§ **Records for this exercise**:
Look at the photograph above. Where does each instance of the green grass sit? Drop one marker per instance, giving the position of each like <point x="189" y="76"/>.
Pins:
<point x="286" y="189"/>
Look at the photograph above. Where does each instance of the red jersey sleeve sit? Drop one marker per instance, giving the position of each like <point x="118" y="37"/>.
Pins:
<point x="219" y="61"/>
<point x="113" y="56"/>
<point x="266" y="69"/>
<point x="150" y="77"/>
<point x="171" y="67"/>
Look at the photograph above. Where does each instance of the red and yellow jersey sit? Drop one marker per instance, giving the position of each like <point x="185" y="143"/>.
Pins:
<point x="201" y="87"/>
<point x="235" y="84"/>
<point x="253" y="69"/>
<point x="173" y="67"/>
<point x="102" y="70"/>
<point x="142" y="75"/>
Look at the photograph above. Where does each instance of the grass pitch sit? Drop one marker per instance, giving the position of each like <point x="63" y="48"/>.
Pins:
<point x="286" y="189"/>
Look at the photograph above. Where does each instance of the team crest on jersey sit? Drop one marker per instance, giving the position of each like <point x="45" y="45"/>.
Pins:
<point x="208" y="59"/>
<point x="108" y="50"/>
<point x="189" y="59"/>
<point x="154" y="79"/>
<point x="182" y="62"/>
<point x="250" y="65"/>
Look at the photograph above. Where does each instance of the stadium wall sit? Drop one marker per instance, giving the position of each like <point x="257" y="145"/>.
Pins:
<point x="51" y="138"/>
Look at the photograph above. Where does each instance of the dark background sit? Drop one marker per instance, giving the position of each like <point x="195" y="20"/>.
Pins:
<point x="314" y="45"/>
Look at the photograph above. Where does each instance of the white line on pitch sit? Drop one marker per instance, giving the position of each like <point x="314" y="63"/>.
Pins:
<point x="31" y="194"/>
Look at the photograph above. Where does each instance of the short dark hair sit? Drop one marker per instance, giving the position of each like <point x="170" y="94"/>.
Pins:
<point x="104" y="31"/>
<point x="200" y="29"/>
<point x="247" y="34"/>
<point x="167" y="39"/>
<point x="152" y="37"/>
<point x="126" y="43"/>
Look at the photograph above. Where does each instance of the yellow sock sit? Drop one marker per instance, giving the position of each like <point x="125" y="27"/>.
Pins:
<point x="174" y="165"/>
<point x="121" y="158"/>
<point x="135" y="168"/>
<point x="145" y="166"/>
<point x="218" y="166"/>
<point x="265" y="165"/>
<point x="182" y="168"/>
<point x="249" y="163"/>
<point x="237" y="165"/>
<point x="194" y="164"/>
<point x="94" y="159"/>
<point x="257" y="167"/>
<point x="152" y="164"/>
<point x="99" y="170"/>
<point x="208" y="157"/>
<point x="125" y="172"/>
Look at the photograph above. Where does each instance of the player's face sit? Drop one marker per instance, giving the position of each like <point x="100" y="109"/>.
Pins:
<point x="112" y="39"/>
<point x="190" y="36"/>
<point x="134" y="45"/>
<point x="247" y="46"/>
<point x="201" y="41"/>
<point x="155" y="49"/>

§ **Action item**: State how many lines in the data include the string "yellow". Nothing else belongs in the reply.

§ **Answer space**: 2